====== Passage shown
- Theatrical release poster
- Directed by: Sidney Salkow
- Written by: Seeleg Lester
- Produced by: Edward Small (executive) Jerome C. Robinson
- Starring: Sterling Hayden
- Cinematography: Kenneth Peach
- Edited by: Grant Whytock
- Music by: Emil Newman Ernest Gold (uncredited)
- Production company: Grand Productions
- Distributed by: United Artists
- Release date: April 1957;
- Running time: 73 minutes
- Country: United States
- Language: English

= The Iron Sheriff =

1957 film by Sidney Salkow

The Iron Sheriff is a 1957 American Western film starring Sterling Hayden.

==Plot==
A stagecoach is robbed in South Dakota and its driver is killed. A dying man, Gene Walden, tells the sheriff, Sam Galt, that Sam's son Benjie shot the driver. Benjie is engaged to be married to Walden's daughter. Benjie is placed under arrest. Newspaper publisher Phil Quincy demands to know what Walden said, but Sam will not say. Quincy and the sheriff are in love with the same woman, Claire, whose father was a lawman killed in the line of duty.

Sam brings in a prominent lawyer, Roger Pollock, to defend his son, and hires a detective, Sutherland, to help find the real culprits. In time, all evidence points to Benjie being the killer; against his lawyer's wishes, Sam testifies to what Walden told him. Benjie is found guilty and sentenced to hang.

Coins from the robbery are found in Kathy's hope chest. Kathy's father, Walden, robbed the stagecoach because his health was failing and he wanted his daughter to have enough money to support herself. Leveret, a telegraph operator who knew the stage's schedule, ambushed it and murdered the driver shortly afterward, not knowing that the money had already been stolen. Walden honestly thought Benjie had committed the murder. Sam manages to bring Leveret to justice in time to save his son.
============
====== Source material
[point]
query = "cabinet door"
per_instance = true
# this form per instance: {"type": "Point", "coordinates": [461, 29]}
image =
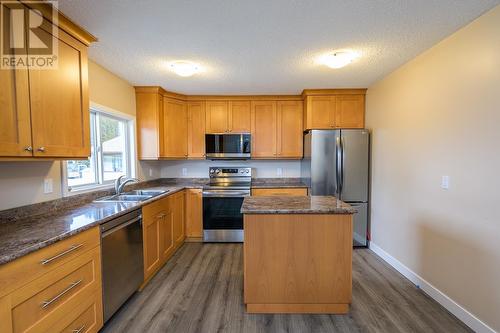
============
#### [What is being asked]
Revise the film article on The Iron Sheriff between "1957 film by" and "sentenced to hang.", inclusive, so that "editor" stands in place of "publisher".

#### [Result of this exercise]
1957 film by Sidney Salkow

The Iron Sheriff is a 1957 American Western film starring Sterling Hayden.

==Plot==
A stagecoach is robbed in South Dakota and its driver is killed. A dying man, Gene Walden, tells the sheriff, Sam Galt, that Sam's son Benjie shot the driver. Benjie is engaged to be married to Walden's daughter. Benjie is placed under arrest. Newspaper editor Phil Quincy demands to know what Walden said, but Sam will not say. Quincy and the sheriff are in love with the same woman, Claire, whose father was a lawman killed in the line of duty.

Sam brings in a prominent lawyer, Roger Pollock, to defend his son, and hires a detective, Sutherland, to help find the real culprits. In time, all evidence points to Benjie being the killer; against his lawyer's wishes, Sam testifies to what Walden told him. Benjie is found guilty and sentenced to hang.